BRIEF:
Output, word for word, every line from the line with "[tag] bride's dark hair" through the final line of the data below.
================================
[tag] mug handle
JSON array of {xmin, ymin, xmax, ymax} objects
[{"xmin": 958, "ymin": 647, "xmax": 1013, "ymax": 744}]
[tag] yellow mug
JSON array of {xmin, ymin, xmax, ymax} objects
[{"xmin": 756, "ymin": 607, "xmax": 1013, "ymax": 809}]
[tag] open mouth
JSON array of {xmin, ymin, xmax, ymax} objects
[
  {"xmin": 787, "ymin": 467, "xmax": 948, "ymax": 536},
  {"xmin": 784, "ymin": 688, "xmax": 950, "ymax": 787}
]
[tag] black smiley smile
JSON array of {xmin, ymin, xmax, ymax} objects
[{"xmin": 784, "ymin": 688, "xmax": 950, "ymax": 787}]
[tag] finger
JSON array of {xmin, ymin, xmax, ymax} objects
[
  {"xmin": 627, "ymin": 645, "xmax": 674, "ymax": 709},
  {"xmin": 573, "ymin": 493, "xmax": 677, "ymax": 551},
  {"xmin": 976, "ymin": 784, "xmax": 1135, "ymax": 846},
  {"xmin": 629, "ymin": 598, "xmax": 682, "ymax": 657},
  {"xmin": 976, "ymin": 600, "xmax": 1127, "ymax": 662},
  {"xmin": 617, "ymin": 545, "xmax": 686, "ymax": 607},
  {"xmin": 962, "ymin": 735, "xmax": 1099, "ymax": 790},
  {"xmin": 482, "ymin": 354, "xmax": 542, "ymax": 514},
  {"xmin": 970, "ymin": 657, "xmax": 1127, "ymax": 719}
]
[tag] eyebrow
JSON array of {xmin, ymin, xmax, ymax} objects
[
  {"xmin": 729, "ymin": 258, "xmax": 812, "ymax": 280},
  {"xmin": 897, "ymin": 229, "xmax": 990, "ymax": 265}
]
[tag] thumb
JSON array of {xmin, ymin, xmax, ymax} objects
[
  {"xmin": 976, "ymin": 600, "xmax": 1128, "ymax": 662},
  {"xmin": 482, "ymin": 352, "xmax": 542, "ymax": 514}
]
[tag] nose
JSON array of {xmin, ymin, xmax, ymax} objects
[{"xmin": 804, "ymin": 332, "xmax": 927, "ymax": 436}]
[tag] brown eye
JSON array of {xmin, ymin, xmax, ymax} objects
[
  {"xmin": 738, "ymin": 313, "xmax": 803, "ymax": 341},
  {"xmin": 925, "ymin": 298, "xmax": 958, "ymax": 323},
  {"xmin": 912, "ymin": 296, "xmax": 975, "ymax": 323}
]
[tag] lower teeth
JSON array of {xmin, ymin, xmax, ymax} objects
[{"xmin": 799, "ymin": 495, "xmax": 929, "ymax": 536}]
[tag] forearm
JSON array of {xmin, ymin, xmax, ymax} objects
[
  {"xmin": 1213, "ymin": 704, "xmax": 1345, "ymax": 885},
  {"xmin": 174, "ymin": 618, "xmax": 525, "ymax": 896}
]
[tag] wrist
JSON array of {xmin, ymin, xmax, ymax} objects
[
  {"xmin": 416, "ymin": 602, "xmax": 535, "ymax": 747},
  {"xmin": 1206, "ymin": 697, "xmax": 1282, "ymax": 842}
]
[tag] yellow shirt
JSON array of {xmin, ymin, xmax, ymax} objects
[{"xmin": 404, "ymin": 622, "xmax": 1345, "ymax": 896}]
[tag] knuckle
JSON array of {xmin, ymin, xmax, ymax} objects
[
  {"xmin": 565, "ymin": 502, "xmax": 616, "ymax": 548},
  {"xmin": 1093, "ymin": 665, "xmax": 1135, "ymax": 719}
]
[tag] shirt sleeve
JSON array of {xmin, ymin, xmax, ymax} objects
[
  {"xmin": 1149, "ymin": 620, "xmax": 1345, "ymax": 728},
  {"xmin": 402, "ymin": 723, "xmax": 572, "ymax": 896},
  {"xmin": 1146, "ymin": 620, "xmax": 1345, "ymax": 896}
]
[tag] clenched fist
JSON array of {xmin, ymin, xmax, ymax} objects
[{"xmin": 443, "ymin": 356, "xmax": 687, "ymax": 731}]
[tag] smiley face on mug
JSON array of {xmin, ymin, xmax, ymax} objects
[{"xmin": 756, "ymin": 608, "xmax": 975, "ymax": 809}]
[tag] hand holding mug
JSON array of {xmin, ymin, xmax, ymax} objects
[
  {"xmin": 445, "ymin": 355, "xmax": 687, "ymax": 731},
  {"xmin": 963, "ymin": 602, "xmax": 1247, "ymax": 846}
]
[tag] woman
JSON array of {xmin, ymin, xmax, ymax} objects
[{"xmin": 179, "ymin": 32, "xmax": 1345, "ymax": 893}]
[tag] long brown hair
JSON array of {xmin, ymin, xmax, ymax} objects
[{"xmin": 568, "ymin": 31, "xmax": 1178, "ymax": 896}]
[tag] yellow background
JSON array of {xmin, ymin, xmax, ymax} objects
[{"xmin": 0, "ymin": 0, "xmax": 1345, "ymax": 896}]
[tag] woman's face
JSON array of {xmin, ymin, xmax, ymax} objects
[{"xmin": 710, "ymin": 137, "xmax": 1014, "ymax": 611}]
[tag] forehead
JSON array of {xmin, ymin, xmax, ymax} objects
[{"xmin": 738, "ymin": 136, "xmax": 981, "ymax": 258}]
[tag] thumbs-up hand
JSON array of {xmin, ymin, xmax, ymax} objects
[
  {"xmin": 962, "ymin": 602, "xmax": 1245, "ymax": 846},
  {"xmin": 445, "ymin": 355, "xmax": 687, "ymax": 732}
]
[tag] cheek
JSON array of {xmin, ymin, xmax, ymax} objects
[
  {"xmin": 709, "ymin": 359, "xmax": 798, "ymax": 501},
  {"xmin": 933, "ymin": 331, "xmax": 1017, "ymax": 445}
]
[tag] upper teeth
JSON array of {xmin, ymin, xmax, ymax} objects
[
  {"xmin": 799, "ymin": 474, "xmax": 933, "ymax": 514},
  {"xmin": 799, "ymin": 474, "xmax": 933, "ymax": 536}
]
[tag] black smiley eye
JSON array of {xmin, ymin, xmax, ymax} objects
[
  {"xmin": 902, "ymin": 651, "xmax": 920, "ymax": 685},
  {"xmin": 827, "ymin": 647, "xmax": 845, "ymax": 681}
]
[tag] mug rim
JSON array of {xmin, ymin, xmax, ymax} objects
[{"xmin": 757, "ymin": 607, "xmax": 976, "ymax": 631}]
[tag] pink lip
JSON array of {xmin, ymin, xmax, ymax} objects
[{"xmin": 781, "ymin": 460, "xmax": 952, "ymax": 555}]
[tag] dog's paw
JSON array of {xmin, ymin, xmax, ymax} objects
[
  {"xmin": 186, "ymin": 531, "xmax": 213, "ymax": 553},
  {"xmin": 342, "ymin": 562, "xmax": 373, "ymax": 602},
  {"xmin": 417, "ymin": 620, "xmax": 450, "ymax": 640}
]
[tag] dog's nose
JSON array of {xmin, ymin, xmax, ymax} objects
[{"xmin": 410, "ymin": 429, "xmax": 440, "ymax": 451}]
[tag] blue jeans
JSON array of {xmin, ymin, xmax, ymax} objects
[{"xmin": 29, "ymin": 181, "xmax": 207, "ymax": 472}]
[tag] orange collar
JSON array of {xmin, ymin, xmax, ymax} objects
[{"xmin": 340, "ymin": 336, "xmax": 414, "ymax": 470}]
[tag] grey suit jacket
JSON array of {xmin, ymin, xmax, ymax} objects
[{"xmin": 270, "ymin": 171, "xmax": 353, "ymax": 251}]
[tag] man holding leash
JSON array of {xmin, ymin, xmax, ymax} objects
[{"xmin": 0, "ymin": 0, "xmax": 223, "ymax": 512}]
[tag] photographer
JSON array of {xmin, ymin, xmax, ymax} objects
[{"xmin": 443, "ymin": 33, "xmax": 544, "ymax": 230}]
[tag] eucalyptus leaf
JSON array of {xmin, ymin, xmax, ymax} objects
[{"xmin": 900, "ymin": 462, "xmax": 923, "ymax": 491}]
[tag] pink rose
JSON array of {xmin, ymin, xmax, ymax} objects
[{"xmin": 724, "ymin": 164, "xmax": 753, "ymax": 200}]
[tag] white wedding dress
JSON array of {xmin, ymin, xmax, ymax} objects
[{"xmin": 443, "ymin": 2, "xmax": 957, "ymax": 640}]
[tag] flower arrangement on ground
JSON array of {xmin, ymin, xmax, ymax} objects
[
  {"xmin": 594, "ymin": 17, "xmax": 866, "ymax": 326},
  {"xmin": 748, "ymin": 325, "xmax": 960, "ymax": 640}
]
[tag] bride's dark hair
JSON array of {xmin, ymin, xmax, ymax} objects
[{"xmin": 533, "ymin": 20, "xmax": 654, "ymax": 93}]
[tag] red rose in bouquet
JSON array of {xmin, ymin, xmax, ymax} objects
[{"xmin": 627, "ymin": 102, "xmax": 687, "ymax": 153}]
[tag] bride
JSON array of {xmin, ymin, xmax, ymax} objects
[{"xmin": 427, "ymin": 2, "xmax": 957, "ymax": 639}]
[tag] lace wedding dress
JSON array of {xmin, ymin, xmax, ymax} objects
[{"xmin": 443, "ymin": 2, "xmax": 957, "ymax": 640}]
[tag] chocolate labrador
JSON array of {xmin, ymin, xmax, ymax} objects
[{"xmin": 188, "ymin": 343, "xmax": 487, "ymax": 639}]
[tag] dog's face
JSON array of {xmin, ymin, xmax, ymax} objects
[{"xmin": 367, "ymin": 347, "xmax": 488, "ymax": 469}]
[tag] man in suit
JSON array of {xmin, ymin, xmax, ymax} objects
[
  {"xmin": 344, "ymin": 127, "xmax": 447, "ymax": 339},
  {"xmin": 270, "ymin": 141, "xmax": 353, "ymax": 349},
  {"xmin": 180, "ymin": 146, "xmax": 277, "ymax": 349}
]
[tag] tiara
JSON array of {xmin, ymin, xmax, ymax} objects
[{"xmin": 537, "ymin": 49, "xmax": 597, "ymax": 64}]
================================
THE OUTPUT:
[tag] bride's dark hair
JSON array of {xmin, ymin, xmax, ymax} objects
[{"xmin": 533, "ymin": 20, "xmax": 654, "ymax": 93}]
[tag] red rose in bouquet
JSON array of {xmin, ymin, xmax, ymax} objects
[{"xmin": 627, "ymin": 102, "xmax": 687, "ymax": 153}]
[tag] bride
JSON array of {xmin, ymin, xmax, ymax} objects
[{"xmin": 427, "ymin": 2, "xmax": 957, "ymax": 639}]
[tag] lace wedding dress
JSON array of {xmin, ymin, xmax, ymax} objects
[{"xmin": 443, "ymin": 2, "xmax": 957, "ymax": 640}]
[tag] chocolate labrador
JSON array of {xmin, ymin, xmax, ymax} objects
[{"xmin": 188, "ymin": 343, "xmax": 487, "ymax": 639}]
[tag] dog's face
JSON array of {xmin, ymin, xmax, ymax} objects
[{"xmin": 367, "ymin": 347, "xmax": 488, "ymax": 469}]
[tag] man in suit
JSON array of {xmin, ymin, xmax, ymax} objects
[
  {"xmin": 344, "ymin": 127, "xmax": 447, "ymax": 339},
  {"xmin": 270, "ymin": 141, "xmax": 353, "ymax": 349},
  {"xmin": 180, "ymin": 146, "xmax": 277, "ymax": 349}
]
[tag] tiara
JSON array of {xmin, ymin, xmax, ymax} objects
[{"xmin": 537, "ymin": 49, "xmax": 597, "ymax": 64}]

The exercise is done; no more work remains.